Пункт задания A:
Ответьте по исходному тексту на следующие вопросы:
(i) Какими словами Песков пояснил ситуацию со сроками прямой линии?
(ii) Сколько лет исполнится Путину в октябре?
(iii) Чье выражение приводится для описания молчания, которое будет подобно крику?
Пункт задания B:
Перепечатайте без изменений фрагмент исходного текста от слов «Конечно, все вопросы» до слов «в других вопросах.» включительно.

Исходный текст:
= = =

Однако в нынешней ситуации такой шаг может чрезвычайно усилить смущение в умах российского общества. Ведь было бы крайне желательно, чтобы глава государства высказал официальную позицию по поводу, так сказать, спецвойны. Какие взгляды на нее следует считать ортодоксальными, а какие еретическими? И вообще: что, собственно, происходит? Возможно, добропорядочные россияне были бы и рады согласиться с Путиным, но в чем именно с ним соглашаться, если он ничего не говорит?
Почему же национальный лидер предпочитает отмалчиваться? Его пресс-секретарь Песков был лаконичен: «Прямая линия не может состояться в этом месяце». Вот и вся информация. Почему не может? Если сможет, то когда? Впрочем, Песков все-таки кое-что пояснил: «Точные сроки пока неизвестны». Что же, спасибо за конкретику.
Можно вспомнить, что в последние месяцы СМИ постоянно пишут о тяжелой болезни диктатора. Однако об этой болезни разговоры ходят столько же, сколько Путин стоит у власти, что не помешало ему пережить очень и очень многих. Но сейчас он уже далеко не юноша – все-таки в октябре будет семьдесят. Быть может, Путин просто находится в таком состоянии, что его нельзя показывать широкой публике? Такую возможность полностью исключить нельзя.
Но можно и не заниматься гаданиями, и основываться не на том, что «нельзя исключить», а на том, что известно совершенно точно.
Если бы прямая линия состоялась, то на ней обязательно зашла бы речь о спецвойне. В России на эту тему не принято задавать вопросы вслух, но в умах они за три с половиной месяца наверняка уже накопились. «Дорогой Владимир Владимирович, что такое творится на территории Украины? Если нечто выглядит, как война, обходится государству, как война, и люди там погибают, как на войне, так, быть может, это и есть война, а не спецоперация? А если это война, то зачем было ее устраивать? Кому мешала Украина? Ответьте, господин президент – только, пожалуйста, простыми словами, без всей этой хитромудрой геополитики: зачем было туда лезть? Сколько наших парней там уже погибло и сколько гибнет ежедневно? Какие успехи уже достигнуты в этой войне, которую почему-то нельзя называть войной? И когда ее планируется закончить и вернуться к нормальной мирной жизни, желательно без санкций?»
Конечно, все вопросы для прямой линии тщательно и многократно просеиваются. Там в принципе не могут прозвучать какие-то высказывания или вопросы, неудобные для власти. Отсеять военную тему нетрудно, было бы желание.
Вот только так получится еще хуже. Если Путин на прямой линии промолчит о войне, то молчание его будет, по выражению Цицерона, подобно крику. Президент разговаривает с народом и не говорит ни слова о той единственной теме, которая волнует абсолютно всех? Значит, там и в самом деле что-то не в порядке, а власть темнит. Тем меньше причин верить ей и в других вопросах.
Эти два возможных объяснения – и болезнь Путина, и невозможность как говорить о войне, так и уклониться от такого разговора не исключают, а дополняют друг друга. Вполне может быть, что роль играет и тот и другой фактор. Но только второй из них не вызывает сомнений.
В некоторых обстоятельствах для власти, действительно, самым мудрым выходом бывает многозначительное молчание. Тогда большинство народа может сделать вывод: власть, видимо, знает что-то такое, чего не знаем мы, но пока это еще нельзя разглашать.
Однако сейчас другая ситуация. Говорить о войне нельзя, умалчивать о ней нельзя. Но и просто отменить разговор – тоже как-то не очень хорошо.

= = =

(Извлеченный перечень)
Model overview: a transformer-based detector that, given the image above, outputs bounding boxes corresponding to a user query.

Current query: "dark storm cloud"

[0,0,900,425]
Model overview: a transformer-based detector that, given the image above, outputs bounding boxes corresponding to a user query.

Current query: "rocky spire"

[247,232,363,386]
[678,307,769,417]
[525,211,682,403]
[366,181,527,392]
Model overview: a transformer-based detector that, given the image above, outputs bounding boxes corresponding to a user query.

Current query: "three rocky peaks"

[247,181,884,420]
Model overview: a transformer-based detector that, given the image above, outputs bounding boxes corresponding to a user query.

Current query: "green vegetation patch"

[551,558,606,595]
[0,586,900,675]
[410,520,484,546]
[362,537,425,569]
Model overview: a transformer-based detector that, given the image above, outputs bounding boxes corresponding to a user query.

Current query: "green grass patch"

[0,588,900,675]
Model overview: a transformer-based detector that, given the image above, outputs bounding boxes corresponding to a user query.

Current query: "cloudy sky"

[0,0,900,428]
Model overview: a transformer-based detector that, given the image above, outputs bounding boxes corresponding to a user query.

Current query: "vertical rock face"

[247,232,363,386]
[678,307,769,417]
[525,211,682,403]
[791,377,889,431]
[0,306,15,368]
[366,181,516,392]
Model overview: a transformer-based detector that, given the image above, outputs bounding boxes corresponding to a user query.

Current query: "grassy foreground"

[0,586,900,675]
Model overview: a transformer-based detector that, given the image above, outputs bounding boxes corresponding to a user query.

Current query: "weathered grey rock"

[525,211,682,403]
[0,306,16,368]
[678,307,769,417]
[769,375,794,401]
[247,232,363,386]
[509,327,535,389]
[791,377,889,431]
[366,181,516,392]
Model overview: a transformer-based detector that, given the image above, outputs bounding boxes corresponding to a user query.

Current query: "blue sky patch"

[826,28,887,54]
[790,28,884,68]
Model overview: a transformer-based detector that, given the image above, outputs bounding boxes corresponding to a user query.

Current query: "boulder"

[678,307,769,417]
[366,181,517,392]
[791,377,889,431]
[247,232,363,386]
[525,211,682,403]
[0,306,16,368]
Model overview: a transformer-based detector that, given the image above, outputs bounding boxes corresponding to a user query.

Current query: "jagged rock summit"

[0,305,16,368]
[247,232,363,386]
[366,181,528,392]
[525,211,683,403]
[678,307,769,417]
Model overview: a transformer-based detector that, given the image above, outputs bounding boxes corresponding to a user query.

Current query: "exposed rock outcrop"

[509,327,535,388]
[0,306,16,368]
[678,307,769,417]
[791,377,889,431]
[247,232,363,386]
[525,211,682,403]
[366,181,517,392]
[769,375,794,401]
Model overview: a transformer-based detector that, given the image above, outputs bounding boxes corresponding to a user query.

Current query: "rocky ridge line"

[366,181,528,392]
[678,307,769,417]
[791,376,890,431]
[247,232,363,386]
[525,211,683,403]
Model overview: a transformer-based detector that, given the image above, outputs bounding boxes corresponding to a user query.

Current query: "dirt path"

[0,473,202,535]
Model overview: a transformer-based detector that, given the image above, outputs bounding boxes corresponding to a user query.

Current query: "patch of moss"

= = =

Решение задания A:
(i) «Точные сроки пока неизвестны».
(ii) Семьдесят.
(iii) Цицерона.

Решение задания B:
Конечно, все вопросы для прямой линии тщательно и многократно просеиваются. Там в принципе не могут прозвучать какие-то высказывания или вопросы, неудобные для власти. Отсеять военную тему нетрудно, было бы желание.
Вот только так получится еще хуже. Если Путин на прямой линии промолчит о войне, то молчание его будет, по выражению Цицерона, подобно крику. Президент разговаривает с народом и не говорит ни слова о той единственной теме, которая волнует абсолютно всех? Значит, там и в самом деле что-то не в порядке, а власть темнит. Тем меньше причин верить ей и в других вопросах.